## DOCUMENT EXCERPT
>>>

By ELISE GOULD and DAVID COOPER
Economic Policy Institute
The COVID-19 pandemic continues to highlight the costs of economic inequality in the United States.
There’s the inequality in access to paid sick days and health insurance between high- and low-wage earners.
There’s the inequality in the ability to work from home across sectors, with workers in one of the most exposed sectors — leisure and hospitality — being the least likely to have the ability to work from home.
And there will be inequality in the economic impact of the pandemic, as workers in those sectors are at higher risk of reduced work hours or losing their jobs stemming from the drop in spending on travel and eating out.
Fortunately, there is a relatively simple way to address some of these inequities: The federal government can pass legislation to provide paid sick leave for all workers. Paid sick leave not only helps reduce transmission of disease, it also provides economic security for workers who might otherwise lose income if they have to take time off from work.
STATES WITH PAID SICK LEAVE
Federal legislators need to look no further than the states to find multiple models for paid sick days legislation. Thirteen states and the District of Columbia require employers to provide paid sick leave. States with paid sick leave laws in place or set to take effect include Arizona, California, Connecticut, Maine, Maryland, Michigan, Nevada, New Jersey, Oregon, Rhode Island, Vermont, Washington and Washington, D.C.
Each of these states sets an accrual rate defining how many hours of paid leave employers must provide based upon the hours worked, typically with some cap on leave that can be used per year.
Covered employers vary somewhat across the states, with some states exempting small employers or setting varying accrual rates and usage caps based upon the size of the employer.

<<<

## AVAILABLE DATA
>>>

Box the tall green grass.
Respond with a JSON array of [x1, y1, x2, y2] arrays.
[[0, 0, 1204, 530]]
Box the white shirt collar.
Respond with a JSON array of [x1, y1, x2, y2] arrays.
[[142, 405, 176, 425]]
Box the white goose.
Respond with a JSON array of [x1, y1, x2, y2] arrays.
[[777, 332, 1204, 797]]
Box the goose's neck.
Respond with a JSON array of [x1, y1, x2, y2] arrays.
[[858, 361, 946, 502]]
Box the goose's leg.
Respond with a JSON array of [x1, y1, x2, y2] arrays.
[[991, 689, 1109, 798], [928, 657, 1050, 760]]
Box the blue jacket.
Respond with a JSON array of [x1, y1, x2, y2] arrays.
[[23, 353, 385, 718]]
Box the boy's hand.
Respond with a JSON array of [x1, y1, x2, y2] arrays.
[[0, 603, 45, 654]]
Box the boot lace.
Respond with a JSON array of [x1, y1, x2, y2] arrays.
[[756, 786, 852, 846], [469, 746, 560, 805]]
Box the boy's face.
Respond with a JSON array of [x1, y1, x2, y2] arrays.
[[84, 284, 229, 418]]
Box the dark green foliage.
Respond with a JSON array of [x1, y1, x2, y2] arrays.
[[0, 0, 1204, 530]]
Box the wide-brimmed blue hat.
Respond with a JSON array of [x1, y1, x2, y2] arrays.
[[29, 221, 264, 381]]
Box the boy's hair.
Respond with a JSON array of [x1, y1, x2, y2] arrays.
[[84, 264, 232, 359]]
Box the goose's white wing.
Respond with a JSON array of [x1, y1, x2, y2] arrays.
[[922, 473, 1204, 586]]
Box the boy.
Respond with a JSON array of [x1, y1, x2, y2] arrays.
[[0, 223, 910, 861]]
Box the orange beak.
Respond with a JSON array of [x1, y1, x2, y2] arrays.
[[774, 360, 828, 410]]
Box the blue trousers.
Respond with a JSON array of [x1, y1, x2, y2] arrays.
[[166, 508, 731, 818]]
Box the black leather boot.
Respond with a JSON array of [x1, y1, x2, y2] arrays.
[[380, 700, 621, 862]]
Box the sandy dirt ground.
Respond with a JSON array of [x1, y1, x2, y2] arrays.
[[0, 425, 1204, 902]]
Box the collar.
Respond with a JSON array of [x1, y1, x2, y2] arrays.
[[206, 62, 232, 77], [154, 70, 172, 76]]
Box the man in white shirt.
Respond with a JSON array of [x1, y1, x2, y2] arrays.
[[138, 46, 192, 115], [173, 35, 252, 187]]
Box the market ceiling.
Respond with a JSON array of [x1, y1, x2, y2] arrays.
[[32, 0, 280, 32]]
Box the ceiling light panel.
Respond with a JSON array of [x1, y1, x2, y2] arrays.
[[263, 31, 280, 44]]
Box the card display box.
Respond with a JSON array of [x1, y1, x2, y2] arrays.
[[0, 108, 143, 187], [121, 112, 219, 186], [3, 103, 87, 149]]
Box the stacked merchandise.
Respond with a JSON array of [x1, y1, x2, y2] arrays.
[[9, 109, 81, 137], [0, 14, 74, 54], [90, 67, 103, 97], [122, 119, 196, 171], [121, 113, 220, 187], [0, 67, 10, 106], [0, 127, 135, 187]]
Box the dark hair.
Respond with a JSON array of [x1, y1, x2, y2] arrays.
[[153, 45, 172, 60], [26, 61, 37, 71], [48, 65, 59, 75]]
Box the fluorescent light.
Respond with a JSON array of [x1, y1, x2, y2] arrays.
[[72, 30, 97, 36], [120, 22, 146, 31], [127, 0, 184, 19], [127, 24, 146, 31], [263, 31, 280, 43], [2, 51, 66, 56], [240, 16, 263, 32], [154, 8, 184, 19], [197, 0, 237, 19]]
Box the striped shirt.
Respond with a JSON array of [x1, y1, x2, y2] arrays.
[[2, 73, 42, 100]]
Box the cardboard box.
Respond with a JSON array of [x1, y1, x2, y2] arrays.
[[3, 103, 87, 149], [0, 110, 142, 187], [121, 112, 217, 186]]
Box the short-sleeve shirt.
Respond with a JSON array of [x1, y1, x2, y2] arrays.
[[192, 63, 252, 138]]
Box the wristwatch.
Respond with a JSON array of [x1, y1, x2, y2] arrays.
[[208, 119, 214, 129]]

<<<

## TASKS TO COMPLETE
a. Please reproduce the paid sick leave article word for word, everything from "Covered employers vary" down to "of the employer.".
b. In the paid sick leave article, which states in the list of states with paid sick leave laws have names starting with the letter M?

## OUTPUTS IN ORDER
a.
Covered employers vary somewhat across the states, with some states exempting small employers or setting varying accrual rates and usage caps based upon the size of the employer.

b. Maine, Maryland, Michigan